--- start SELECTION ---

Systematic core sampling conducted since 2000 on the loess-covered Wachtberg promontory at Krems provided evidence for the extensive presence of a distinct archaeological horizon dating to 31,000 calBP in close proximity to a Gravettian site with settlement structures known since 1930 when it was discovered by Josef Bayer. The subsequent excavations, started in 2005, provided sensational results: an infant double grave (Burial 1) and a single grave of another baby (Burial 2), a multi-phased fireplace and very rich remains of Palaeolithic camp life.
The newborns in the double grave were buried in an oval pit in crouched positions, sprinkled with red ochre and covered by a mammoth shoulder blade. An ivory bead necklace as a grave good and the elaborate grave construction testify to the importance of the infants to the hunter-gatherer society.
Another burial, the single grave of an approximately three-months-old infant, was found approximately 1.5 m from the double grave. An ivory pin presumably functioned as a closure for a leather or fur wrap for the body. Like in the double burial, the body was placed in crouched position, sprinkled with ochre and oriented towards the east, viewing the rising sun.

--- end SELECTION ---
--- start RECORDS FOR THIS EXERCISE ---

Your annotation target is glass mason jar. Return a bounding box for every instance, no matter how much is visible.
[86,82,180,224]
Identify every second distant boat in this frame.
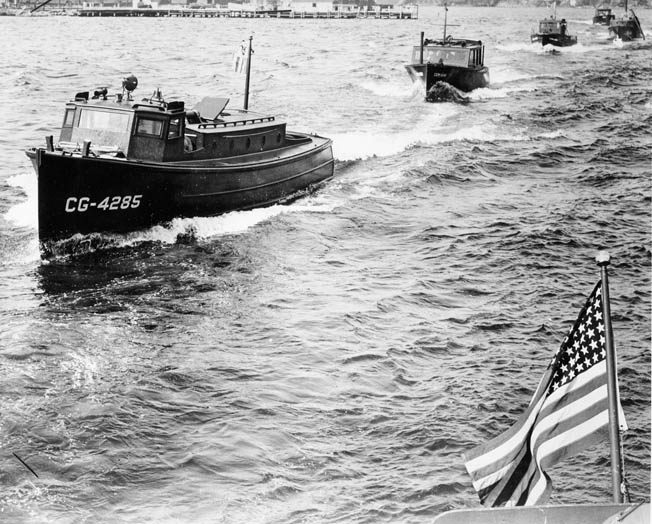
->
[405,8,489,101]
[530,2,577,47]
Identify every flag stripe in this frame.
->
[526,411,609,505]
[530,384,608,447]
[465,366,548,472]
[465,282,624,506]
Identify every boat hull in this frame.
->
[405,63,489,93]
[531,33,577,47]
[609,15,645,42]
[27,135,334,251]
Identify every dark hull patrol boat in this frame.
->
[27,41,334,255]
[593,6,616,25]
[530,4,577,47]
[609,0,645,42]
[405,7,489,102]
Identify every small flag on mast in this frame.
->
[233,40,249,73]
[465,282,627,506]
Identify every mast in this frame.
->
[419,31,424,64]
[244,35,254,111]
[596,251,623,504]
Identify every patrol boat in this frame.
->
[530,15,577,47]
[26,76,334,254]
[593,6,616,25]
[405,6,489,102]
[609,0,645,42]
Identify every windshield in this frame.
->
[412,46,469,67]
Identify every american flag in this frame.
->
[464,282,626,506]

--- end RECORDS FOR THIS EXERCISE ---

GIVEN EXERCISE 1: List every result that the text on the Krems-Wachtberg excavations says the excavations begun in 2005 provided.
GIVEN EXERCISE 2: Swap "in this frame" for "in this image" in the entries, covering the stretch from the start of the entries through the line that contains "[412,46,469,67]". Return only that stretch with nothing else changed, and leave the pictures out.

EXERCISE RESPONSE 1:
- An infant double grave (Burial 1)
- A single grave of another baby (Burial 2)
- A multi-phased fireplace
- Very rich remains of Palaeolithic camp life

EXERCISE RESPONSE 2:
Your annotation target is glass mason jar. Return a bounding box for every instance, no matter how much is visible.
[86,82,180,224]
Identify every second distant boat in this image.
->
[405,8,489,101]
[530,2,577,47]
Identify every flag stripe in this image.
->
[526,411,609,505]
[530,384,608,447]
[465,366,548,472]
[465,282,624,506]
Identify every boat hull in this image.
->
[405,63,489,93]
[531,33,577,47]
[609,15,645,42]
[27,135,334,251]
Identify every dark hull patrol boat in this image.
->
[27,41,334,255]
[593,6,616,25]
[530,4,577,47]
[609,0,645,42]
[405,7,489,102]
Identify every small flag on mast in this image.
->
[233,40,249,73]
[465,282,627,506]
Identify every mast in this image.
->
[419,31,424,64]
[244,35,254,111]
[596,251,623,504]
Identify every patrol boat in this image.
->
[530,15,577,47]
[26,76,334,254]
[593,6,616,25]
[405,6,489,102]
[609,0,645,42]
Identify every windshield in this image.
->
[412,46,469,67]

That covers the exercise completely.